Object location annotation data:

■ ■ ■

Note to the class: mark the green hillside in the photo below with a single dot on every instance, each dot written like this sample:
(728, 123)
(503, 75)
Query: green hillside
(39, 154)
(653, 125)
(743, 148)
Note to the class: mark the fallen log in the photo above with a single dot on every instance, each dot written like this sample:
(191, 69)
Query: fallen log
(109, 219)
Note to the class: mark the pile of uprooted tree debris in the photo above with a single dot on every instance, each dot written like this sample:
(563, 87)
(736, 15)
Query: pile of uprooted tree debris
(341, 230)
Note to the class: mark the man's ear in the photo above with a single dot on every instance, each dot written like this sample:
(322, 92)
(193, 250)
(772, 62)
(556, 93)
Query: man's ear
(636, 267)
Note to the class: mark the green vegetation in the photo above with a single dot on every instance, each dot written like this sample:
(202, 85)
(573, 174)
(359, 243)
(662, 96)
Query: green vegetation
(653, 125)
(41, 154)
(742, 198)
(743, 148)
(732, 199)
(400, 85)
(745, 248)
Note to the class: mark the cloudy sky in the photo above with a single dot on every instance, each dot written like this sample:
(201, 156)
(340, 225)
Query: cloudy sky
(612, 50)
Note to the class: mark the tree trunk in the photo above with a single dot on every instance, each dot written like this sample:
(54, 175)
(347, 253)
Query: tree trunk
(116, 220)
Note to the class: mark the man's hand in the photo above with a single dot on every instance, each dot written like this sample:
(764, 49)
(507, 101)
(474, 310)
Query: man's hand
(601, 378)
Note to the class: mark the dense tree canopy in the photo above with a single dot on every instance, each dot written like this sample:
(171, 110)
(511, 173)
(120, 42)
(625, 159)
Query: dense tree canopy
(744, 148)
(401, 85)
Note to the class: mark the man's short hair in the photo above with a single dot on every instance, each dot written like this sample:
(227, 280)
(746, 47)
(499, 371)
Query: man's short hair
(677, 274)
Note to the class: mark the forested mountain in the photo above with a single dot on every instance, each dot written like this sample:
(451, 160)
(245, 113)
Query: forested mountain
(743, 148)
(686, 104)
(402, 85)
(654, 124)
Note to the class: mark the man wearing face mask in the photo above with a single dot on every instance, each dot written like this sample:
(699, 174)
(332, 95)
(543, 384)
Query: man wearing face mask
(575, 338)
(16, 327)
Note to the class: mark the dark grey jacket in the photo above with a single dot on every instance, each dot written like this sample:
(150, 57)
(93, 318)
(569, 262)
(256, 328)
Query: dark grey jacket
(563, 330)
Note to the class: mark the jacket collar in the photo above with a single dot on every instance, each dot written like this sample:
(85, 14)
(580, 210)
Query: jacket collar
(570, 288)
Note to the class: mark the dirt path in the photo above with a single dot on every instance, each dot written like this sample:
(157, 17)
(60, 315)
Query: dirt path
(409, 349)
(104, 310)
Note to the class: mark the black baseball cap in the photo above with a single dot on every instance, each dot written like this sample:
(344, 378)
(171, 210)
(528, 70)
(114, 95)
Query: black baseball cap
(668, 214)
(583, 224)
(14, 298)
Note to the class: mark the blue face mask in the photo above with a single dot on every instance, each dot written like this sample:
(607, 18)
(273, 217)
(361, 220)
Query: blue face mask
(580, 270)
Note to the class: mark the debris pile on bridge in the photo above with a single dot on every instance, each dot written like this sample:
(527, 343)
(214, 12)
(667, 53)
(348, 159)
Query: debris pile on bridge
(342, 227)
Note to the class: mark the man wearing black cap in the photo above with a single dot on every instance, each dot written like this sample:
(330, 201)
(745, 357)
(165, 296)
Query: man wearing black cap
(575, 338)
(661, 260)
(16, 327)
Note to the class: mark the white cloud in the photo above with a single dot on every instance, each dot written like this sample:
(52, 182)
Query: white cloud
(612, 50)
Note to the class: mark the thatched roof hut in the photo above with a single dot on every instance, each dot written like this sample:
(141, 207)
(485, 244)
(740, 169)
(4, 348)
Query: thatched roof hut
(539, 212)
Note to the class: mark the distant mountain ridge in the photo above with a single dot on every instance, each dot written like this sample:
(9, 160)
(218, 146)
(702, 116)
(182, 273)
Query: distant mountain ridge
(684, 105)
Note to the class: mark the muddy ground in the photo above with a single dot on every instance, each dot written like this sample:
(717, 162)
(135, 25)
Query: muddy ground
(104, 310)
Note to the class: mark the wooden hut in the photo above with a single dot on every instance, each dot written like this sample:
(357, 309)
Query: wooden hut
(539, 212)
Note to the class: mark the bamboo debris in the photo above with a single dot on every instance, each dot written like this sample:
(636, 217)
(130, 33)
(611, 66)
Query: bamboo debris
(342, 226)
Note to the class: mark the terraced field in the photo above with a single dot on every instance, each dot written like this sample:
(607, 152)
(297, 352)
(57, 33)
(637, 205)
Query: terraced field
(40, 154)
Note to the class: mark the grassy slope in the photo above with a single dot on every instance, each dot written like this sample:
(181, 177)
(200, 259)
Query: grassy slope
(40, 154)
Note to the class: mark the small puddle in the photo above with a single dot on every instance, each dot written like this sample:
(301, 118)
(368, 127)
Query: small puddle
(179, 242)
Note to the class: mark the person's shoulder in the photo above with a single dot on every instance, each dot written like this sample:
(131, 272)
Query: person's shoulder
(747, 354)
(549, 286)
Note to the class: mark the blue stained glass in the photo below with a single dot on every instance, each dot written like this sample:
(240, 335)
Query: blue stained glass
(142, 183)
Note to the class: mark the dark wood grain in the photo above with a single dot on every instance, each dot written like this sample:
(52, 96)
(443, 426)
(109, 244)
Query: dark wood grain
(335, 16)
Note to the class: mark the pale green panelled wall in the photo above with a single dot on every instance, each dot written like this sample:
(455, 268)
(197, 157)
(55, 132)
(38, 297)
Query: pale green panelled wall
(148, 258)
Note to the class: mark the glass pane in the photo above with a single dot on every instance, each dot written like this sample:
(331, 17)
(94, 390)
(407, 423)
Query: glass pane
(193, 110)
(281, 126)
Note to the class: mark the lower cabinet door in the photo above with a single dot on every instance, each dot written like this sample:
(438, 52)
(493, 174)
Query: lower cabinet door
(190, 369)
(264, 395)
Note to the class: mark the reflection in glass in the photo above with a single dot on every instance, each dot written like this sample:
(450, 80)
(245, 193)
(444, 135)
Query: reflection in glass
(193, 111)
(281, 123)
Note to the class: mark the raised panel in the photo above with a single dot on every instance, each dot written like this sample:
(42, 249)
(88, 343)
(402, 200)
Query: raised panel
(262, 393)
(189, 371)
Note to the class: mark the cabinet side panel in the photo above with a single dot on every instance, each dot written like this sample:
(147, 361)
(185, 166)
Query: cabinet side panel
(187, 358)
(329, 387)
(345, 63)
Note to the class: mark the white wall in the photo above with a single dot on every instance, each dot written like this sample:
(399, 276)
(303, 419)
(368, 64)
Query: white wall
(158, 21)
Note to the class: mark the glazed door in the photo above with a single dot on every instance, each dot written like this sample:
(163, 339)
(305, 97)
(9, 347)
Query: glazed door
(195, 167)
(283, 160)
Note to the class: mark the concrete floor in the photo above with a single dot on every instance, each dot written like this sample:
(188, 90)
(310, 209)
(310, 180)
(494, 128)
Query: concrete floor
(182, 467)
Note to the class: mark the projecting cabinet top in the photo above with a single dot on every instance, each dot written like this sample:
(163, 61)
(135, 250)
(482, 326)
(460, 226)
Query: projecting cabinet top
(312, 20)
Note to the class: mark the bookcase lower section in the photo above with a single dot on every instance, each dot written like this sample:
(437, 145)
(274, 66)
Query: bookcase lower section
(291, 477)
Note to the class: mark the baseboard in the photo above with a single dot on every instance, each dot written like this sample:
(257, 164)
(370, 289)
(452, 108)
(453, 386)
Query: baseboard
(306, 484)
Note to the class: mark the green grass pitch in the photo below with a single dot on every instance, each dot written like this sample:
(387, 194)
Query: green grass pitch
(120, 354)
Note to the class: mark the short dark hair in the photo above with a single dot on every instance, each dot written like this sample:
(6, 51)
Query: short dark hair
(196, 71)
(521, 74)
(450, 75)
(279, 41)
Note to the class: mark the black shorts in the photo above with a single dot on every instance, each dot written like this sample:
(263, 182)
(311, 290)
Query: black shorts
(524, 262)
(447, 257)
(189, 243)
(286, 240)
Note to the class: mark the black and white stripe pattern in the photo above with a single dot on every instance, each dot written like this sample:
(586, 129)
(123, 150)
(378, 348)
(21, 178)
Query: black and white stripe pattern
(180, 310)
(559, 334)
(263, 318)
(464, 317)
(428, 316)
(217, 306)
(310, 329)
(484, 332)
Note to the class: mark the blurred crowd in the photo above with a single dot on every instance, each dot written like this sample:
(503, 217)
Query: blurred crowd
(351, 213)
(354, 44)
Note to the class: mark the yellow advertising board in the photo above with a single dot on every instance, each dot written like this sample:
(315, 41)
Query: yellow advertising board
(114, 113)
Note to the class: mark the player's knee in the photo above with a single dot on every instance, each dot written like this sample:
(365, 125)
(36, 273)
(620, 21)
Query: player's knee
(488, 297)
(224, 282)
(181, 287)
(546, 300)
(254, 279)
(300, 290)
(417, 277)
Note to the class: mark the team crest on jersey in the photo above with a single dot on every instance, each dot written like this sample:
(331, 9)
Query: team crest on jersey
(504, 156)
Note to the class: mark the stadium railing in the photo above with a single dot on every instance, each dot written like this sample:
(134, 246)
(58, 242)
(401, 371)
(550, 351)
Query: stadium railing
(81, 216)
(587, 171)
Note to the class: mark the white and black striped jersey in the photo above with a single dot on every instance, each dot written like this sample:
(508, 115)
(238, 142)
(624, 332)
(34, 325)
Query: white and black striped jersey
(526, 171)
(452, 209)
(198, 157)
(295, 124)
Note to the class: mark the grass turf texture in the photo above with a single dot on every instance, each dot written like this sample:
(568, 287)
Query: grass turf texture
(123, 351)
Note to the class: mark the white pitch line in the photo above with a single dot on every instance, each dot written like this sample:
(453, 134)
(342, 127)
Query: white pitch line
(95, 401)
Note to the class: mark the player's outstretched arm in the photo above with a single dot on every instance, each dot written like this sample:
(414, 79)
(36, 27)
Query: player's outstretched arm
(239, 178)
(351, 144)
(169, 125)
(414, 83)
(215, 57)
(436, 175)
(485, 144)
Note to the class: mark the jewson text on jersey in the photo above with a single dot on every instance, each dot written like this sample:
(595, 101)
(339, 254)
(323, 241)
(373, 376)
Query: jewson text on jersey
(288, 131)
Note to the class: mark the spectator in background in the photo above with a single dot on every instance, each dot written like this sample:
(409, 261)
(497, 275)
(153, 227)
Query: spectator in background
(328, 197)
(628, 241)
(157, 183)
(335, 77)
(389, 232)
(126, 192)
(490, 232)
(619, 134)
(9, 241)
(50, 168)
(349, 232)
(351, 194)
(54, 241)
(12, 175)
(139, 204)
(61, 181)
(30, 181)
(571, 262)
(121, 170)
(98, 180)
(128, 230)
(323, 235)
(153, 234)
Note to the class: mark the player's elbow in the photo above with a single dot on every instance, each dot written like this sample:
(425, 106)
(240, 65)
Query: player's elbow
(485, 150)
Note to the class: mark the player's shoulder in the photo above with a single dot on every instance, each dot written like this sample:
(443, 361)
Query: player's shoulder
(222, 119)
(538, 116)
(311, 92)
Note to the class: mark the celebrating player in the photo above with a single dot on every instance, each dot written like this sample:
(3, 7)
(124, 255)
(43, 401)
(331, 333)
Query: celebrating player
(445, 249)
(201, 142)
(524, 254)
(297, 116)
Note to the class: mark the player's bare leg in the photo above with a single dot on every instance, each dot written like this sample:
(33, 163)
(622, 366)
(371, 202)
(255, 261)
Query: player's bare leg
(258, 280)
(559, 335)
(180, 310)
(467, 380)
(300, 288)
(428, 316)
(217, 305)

■ ■ ■

GOAL: Return exactly the lines of the data, and only those, from the line with "Note to the class: mark the player's elbow" through the last line, inclusive.

ANSWER TO THE EXERCISE:
Note to the class: mark the player's elbow in the photo above with a single dot on every instance, each dot written like this sample:
(425, 106)
(240, 65)
Query: player's elbow
(485, 150)
Note to the class: mark the player's shoulder in the photo above with a single dot on every instance, each dot written like this sample:
(443, 361)
Query: player's shoulder
(222, 119)
(538, 116)
(311, 92)
Note to the class: mark the celebrating player in the photo above with a single dot on every instance, each dot written like this sample:
(3, 7)
(124, 255)
(43, 401)
(331, 333)
Query: celebrating player
(445, 249)
(201, 142)
(524, 254)
(297, 116)
Note to the class: mark the player's bare leg in the photo above with a single dot on every instance, each dot written like this sample:
(33, 163)
(622, 366)
(371, 202)
(255, 261)
Query: player's bare leg
(258, 280)
(559, 335)
(180, 310)
(467, 380)
(300, 288)
(428, 316)
(217, 305)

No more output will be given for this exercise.